Return the material below in full and exactly.
--- Begin MATERIAL SUPPLIED ---
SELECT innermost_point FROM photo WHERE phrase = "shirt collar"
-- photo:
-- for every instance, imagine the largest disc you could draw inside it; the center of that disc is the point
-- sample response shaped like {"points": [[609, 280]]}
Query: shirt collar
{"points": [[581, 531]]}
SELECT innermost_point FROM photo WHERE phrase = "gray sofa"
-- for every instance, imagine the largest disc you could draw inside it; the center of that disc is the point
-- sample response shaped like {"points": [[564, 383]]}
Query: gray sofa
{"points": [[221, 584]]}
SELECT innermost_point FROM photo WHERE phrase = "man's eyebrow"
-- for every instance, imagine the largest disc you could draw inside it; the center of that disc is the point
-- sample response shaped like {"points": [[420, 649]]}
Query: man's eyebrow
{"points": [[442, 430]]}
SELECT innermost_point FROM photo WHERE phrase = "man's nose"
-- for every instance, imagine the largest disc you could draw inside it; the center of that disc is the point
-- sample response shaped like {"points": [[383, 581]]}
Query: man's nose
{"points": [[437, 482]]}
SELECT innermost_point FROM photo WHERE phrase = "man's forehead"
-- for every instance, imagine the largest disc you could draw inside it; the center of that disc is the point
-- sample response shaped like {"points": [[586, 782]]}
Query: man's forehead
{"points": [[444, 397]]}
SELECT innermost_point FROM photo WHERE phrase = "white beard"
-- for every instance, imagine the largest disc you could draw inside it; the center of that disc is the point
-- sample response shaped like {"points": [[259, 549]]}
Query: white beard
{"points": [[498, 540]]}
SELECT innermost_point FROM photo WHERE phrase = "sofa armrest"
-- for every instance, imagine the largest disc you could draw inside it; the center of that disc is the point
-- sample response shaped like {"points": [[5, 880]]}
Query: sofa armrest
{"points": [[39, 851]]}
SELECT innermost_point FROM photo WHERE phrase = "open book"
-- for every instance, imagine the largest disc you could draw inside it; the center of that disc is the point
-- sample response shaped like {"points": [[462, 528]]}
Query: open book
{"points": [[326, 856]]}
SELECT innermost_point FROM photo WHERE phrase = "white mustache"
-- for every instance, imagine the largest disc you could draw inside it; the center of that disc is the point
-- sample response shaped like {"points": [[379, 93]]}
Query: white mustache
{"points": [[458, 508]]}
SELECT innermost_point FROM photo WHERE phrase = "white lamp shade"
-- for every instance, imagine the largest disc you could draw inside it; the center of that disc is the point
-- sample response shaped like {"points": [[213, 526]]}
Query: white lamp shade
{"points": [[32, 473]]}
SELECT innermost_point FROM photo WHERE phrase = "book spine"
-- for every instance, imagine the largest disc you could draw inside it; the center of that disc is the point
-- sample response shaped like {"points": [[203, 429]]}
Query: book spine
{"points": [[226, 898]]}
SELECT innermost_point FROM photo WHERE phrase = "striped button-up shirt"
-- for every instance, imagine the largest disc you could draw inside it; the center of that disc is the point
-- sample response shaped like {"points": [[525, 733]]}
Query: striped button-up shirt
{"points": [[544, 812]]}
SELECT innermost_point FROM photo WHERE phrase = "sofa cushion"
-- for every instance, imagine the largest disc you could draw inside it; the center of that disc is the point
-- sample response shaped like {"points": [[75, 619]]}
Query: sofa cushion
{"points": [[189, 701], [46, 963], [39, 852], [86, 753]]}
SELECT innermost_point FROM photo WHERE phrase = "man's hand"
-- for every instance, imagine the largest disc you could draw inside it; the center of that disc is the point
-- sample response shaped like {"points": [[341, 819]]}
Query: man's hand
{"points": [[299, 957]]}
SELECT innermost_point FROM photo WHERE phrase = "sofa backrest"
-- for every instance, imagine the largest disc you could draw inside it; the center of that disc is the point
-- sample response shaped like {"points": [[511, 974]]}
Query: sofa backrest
--- End MATERIAL SUPPLIED ---
## RESPONSE TO THIS TASK
SELECT innermost_point FROM photo WHERE phrase = "shirt collar"
-- photo:
-- for every instance, imagine the largest disc you could draw inside it; the center of that disc is the point
-- sample response shaped like {"points": [[609, 280]]}
Query: shirt collar
{"points": [[581, 531]]}
SELECT innermost_point FROM photo WHERE phrase = "gray sofa"
-- for every instance, imagine the largest disc you could draw inside it; the center of that disc is the point
-- sample response shaped like {"points": [[564, 383]]}
Query: gray sofa
{"points": [[221, 584]]}
SELECT innermost_point FROM photo WHERE phrase = "man's eyebrow"
-- for every instance, imagine the largest disc you could draw inside it; the center of that disc is the point
-- sample response shaped like {"points": [[420, 649]]}
Query: man's eyebrow
{"points": [[442, 430]]}
SELECT innermost_point FROM photo WHERE phrase = "man's nose"
-- for every instance, imagine the largest disc you could draw inside it; the center of that disc is the point
-- sample response shaped like {"points": [[383, 581]]}
Query: man's nose
{"points": [[437, 482]]}
SELECT innermost_point FROM photo WHERE phrase = "man's forehead"
-- for every instance, imagine the largest disc you could draw inside it; the center of that disc is the point
-- sample response shaped like {"points": [[586, 782]]}
Query: man's forehead
{"points": [[444, 397]]}
SELECT innermost_point FROM photo WHERE phrase = "white beard"
-- for every instance, imagine the largest disc you could draw inside it; the center of that disc is the point
-- sample response shaped like {"points": [[259, 549]]}
Query: white beard
{"points": [[498, 540]]}
SELECT innermost_point FROM photo WHERE phrase = "sofa armrest"
-- for every instance, imagine the largest disc you could draw inside it; the center of that disc is the point
-- sample response shaped like {"points": [[5, 880]]}
Query: sofa armrest
{"points": [[39, 851]]}
SELECT innermost_point FROM photo WHERE phrase = "open book"
-- for every instance, imagine the largest disc you could draw inside it; the center of that disc is the point
-- sample response shaped like {"points": [[462, 528]]}
Query: open book
{"points": [[326, 856]]}
SELECT innermost_point FROM photo WHERE phrase = "white mustache"
-- for every instance, imagine the largest disc you could draw inside it; the center of that disc is the point
-- sample response shaped like {"points": [[379, 93]]}
Query: white mustache
{"points": [[458, 508]]}
SELECT innermost_point FROM photo WHERE phrase = "white lamp shade"
-- for every instance, imagine the largest disc you could draw inside it; the center of that disc is the point
-- sample response shaped like {"points": [[213, 526]]}
Query: white lamp shade
{"points": [[32, 473]]}
SELECT innermost_point FROM photo WHERE phrase = "book spine"
-- for every instance, imagine the largest disc you could draw inside it; the center of that disc is the point
-- sample response shaped like {"points": [[203, 429]]}
Query: book spine
{"points": [[226, 898]]}
SELECT innermost_point FROM photo WHERE phrase = "striped button-up shirt"
-- for every instance, imagine the largest disc you could draw inside it; the center of that disc is the point
-- sample response shaped like {"points": [[525, 733]]}
Query: striped button-up shirt
{"points": [[544, 812]]}
SELECT innermost_point FROM photo WHERE phrase = "sofa cushion"
-- for every instance, imagine the largest disc you could draw inside it; the center of that disc is the point
-- sample response shaped like {"points": [[75, 619]]}
Query: sofa cushion
{"points": [[189, 701], [46, 963], [39, 852], [86, 753]]}
SELECT innermost_point FROM photo WHERE phrase = "man's hand"
-- for every instance, imagine the largest disc you could draw inside it; the center of that disc is the point
-- sample response shaped like {"points": [[341, 819]]}
Query: man's hand
{"points": [[299, 957]]}
SELECT innermost_point FROM photo WHERE phrase = "sofa backrest"
-- for every instance, imagine the largest disc you could draw inside it; the center of that disc is the point
-- sample response shaped like {"points": [[511, 974]]}
Query: sofa backrest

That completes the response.